* **Supplied text**

** START **

Tuesday, April 25, 2006
2003 -- Gore: Decline of Newspapers Bad for Democracy Bemoans TV's Influence, Sees Hope in Web
ORIGINAL URL:
http://www.editorandpublisher.com/editorandpublisher/headlines/article_display.jsp?vnu_content_id=2026292
NOVEMBER 12, 2003
Gore: Decline of Newspapers Bad for Democracy Bemoans TV's Influence, Sees Hope in Web
By Amber McDowell, Associated Press Writer
NASHVILLE, Tenn. -- (AP) The "quasi-hypnotic influence" of television in
the United States has fostered a complacent nation that is a danger to
democracy, former Vice President Al Gore said this week.
Gore, speaking on "Media and Democracy" at Middle Tennessee State
University (MTSU) in Murfreesboro, told attendees that the decline of
newspapers as the country's dominant method of communication leaves
average Americans without an outlet for scholarly debate.
"Our democracy is suffering in an age when the dominant medium is not
accessible to the average person and does not lend itself most readily to
the conveyance of complex ideas about self-governance," Gore said.
"Instead, it pushes toward a lowest common denominator."
Gore said the results of that inaccessibility are reflected most
prominently in the changed priorities of the country's elected officials,
who think that debating important issues is "relatively meaningless today.
How do they spend their time instead? Raising money to buy 30-second
television commercials."
Students and members of the community filled the 235-seat auditorium for
Gore's appearance, and several hundred more watched his speech on a
big-screen monitor set up in the building's lobby. It was the first of two
lectures that Gore has scheduled at MTSU as part of the "American
Democracy Project for Civil Engagement," an effort to start a national
discussion on the "vigor of the national democracy."
Students at 200 college campuses across the country also watched Gore's
speech via satellite and asked the former vice president questions by
calling a toll-free number.
Gore, who has taught several classes at MTSU, put on his professor's hat
for much of the lecture, giving attendees a history lesson on the origins
of communication and democracy -- from the first evidence of complex
speech 60,000 years ago to the invention of the printing press to the
eventual evolution of media as it is known today and it's role in a free
society.

** END **

* **Task list**
1 – Copy the Gore article verbatim, starting at the words containing "How do they" and ending after "a toll-free number.".
2 – Answer these from the Gore article:
(a) In what city is Middle Tennessee State University?
(b) How many seats did the auditorium have?
(c) At how many college campuses did students watch the speech via satellite?

* **Entries provided**
** START **

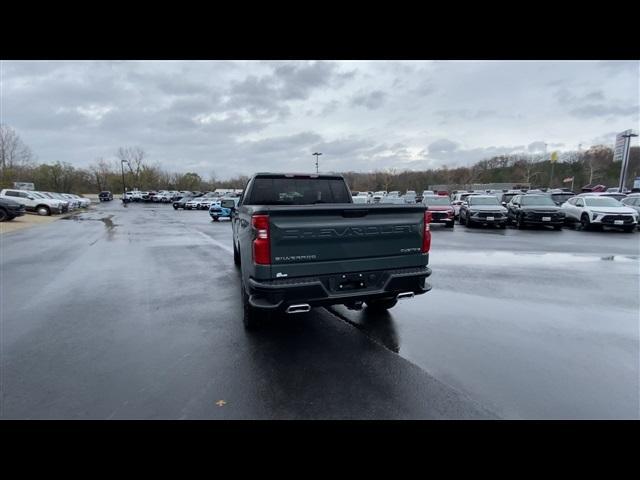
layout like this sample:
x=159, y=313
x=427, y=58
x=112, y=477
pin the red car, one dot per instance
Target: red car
x=440, y=208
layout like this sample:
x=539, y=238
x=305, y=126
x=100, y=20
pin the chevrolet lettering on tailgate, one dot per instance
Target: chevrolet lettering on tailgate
x=300, y=242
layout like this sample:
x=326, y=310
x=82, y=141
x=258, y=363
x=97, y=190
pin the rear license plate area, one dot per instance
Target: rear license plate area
x=349, y=282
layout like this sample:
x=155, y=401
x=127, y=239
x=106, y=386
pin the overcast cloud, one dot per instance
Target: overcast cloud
x=241, y=117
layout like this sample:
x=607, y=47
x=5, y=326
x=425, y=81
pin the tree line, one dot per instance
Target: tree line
x=592, y=166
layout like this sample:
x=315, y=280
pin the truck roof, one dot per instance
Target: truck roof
x=299, y=174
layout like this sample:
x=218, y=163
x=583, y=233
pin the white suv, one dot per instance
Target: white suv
x=600, y=211
x=34, y=201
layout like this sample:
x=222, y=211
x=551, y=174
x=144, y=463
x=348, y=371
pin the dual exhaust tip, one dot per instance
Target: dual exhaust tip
x=305, y=307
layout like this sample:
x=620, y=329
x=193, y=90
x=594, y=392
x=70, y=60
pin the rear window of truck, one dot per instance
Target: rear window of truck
x=298, y=191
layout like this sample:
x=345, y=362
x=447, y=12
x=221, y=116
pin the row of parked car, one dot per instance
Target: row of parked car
x=42, y=203
x=168, y=196
x=218, y=206
x=590, y=210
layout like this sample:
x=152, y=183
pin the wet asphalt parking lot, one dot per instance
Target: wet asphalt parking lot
x=127, y=313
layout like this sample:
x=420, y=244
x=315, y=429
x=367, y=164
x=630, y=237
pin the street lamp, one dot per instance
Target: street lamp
x=317, y=155
x=124, y=188
x=625, y=159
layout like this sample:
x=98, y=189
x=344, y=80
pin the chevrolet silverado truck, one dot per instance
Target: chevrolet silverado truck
x=301, y=242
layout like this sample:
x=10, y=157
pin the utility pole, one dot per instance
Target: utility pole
x=124, y=188
x=625, y=160
x=317, y=155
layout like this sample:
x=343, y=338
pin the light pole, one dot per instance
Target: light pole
x=317, y=155
x=625, y=160
x=124, y=188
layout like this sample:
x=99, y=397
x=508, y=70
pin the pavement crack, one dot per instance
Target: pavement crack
x=394, y=349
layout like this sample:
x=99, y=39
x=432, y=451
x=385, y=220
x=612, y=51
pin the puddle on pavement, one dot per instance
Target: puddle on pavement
x=108, y=223
x=522, y=258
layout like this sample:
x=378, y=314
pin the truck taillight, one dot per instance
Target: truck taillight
x=261, y=244
x=426, y=239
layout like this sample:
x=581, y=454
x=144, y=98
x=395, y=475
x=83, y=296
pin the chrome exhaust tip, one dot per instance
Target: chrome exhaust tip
x=402, y=296
x=301, y=308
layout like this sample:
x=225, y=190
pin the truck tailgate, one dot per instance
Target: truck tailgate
x=339, y=233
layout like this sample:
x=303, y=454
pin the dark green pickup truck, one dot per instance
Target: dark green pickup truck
x=301, y=242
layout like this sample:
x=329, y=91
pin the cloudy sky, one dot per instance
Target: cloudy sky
x=232, y=118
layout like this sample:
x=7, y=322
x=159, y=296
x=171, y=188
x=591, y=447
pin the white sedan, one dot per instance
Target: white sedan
x=600, y=211
x=199, y=203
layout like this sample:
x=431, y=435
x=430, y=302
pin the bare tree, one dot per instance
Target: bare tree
x=13, y=151
x=135, y=157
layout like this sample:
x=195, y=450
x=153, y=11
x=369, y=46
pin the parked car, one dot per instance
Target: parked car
x=378, y=196
x=617, y=196
x=295, y=253
x=441, y=209
x=458, y=200
x=84, y=202
x=594, y=188
x=508, y=195
x=181, y=202
x=597, y=210
x=163, y=197
x=72, y=202
x=33, y=201
x=534, y=209
x=410, y=197
x=223, y=209
x=560, y=196
x=105, y=196
x=198, y=203
x=483, y=210
x=66, y=206
x=10, y=209
x=361, y=198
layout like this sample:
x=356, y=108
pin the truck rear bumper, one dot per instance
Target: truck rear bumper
x=337, y=289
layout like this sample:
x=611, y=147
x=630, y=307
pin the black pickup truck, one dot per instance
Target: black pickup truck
x=301, y=242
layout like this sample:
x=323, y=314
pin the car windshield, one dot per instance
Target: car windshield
x=483, y=201
x=298, y=191
x=601, y=202
x=562, y=197
x=618, y=196
x=536, y=200
x=436, y=201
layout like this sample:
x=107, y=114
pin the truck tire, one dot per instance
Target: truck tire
x=381, y=304
x=43, y=210
x=252, y=317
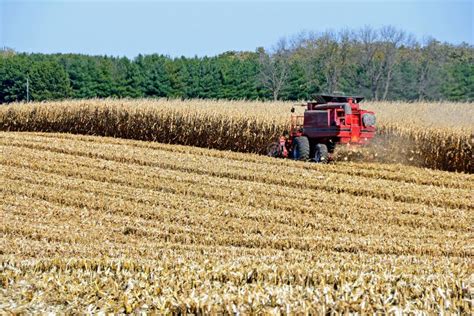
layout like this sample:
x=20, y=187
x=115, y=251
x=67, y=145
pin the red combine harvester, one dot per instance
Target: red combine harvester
x=327, y=121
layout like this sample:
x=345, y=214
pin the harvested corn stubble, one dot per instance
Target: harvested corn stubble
x=93, y=224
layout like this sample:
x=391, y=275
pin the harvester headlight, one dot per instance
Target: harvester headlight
x=368, y=119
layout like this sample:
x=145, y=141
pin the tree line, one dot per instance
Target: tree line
x=380, y=64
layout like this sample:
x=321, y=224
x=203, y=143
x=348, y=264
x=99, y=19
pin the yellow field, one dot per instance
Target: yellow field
x=95, y=223
x=433, y=135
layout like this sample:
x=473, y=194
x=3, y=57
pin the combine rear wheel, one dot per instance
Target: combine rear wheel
x=301, y=148
x=274, y=150
x=321, y=153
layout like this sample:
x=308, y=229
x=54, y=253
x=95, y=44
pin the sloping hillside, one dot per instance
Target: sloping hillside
x=91, y=223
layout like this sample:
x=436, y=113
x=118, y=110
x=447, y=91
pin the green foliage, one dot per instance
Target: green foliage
x=323, y=64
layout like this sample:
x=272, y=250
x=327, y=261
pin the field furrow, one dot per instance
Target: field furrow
x=102, y=224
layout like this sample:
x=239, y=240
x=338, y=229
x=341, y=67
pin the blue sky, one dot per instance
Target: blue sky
x=175, y=28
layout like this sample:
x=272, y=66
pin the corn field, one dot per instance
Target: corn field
x=93, y=224
x=431, y=135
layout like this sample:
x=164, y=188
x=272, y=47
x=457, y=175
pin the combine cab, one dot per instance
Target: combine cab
x=327, y=121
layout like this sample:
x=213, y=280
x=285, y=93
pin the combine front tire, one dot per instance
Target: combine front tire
x=321, y=153
x=301, y=148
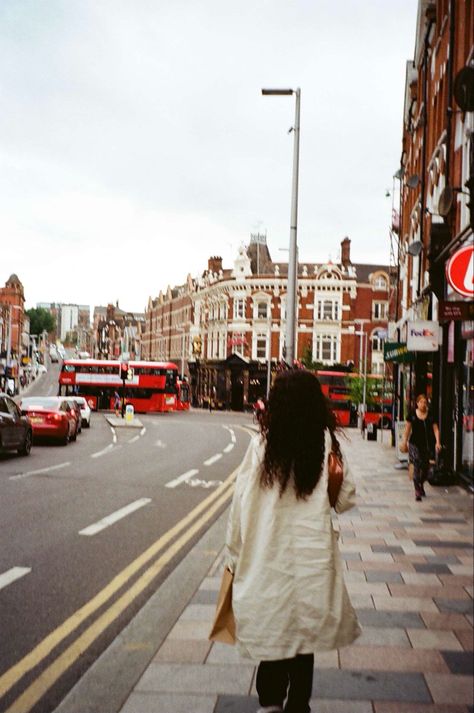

** END **

* **Responses per task**
1 –
How do they spend their time instead? Raising money to buy 30-second
television commercials."
Students and members of the community filled the 235-seat auditorium for
Gore's appearance, and several hundred more watched his speech on a
big-screen monitor set up in the building's lobby. It was the first of two
lectures that Gore has scheduled at MTSU as part of the "American
Democracy Project for Civil Engagement," an effort to start a national
discussion on the "vigor of the national democracy."
Students at 200 college campuses across the country also watched Gore's
speech via satellite and asked the former vice president questions by
calling a toll-free number.

2 –
(a) Murfreesboro
(b) 235
(c) 200